» DIRECTION
Rename "ground" to "terrain" in the material from the line with "Please locate any ash-covered" to the line with "[145,98,181,174]", both lines included. Reproduce only those lines, with no other changes.

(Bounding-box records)
BEGIN

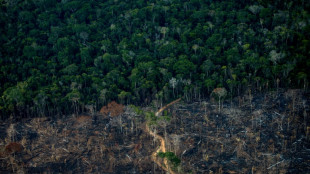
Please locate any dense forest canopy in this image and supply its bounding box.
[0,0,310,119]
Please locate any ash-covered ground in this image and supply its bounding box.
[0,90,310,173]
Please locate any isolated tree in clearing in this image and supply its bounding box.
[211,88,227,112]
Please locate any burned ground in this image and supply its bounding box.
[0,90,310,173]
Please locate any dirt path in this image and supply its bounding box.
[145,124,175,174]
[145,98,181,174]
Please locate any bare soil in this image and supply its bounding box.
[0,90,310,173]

END
BEGIN

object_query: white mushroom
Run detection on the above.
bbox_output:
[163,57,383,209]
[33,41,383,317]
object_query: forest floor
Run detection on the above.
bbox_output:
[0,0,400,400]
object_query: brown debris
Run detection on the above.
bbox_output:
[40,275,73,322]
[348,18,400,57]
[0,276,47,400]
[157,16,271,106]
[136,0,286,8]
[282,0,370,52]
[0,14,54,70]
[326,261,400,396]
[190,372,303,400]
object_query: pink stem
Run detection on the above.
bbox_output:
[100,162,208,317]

END

» THE ANSWER
Please locate any ash-covered terrain in this image and supply its bounding box.
[0,90,310,173]
Please locate any isolated tree in clearing in this image and supply its bounding box.
[211,88,227,112]
Please locate any burned terrain in this image and supply its bounding box.
[0,90,310,173]
Please locate any dirt path in this image and supply its bounding box.
[145,124,175,174]
[145,98,181,174]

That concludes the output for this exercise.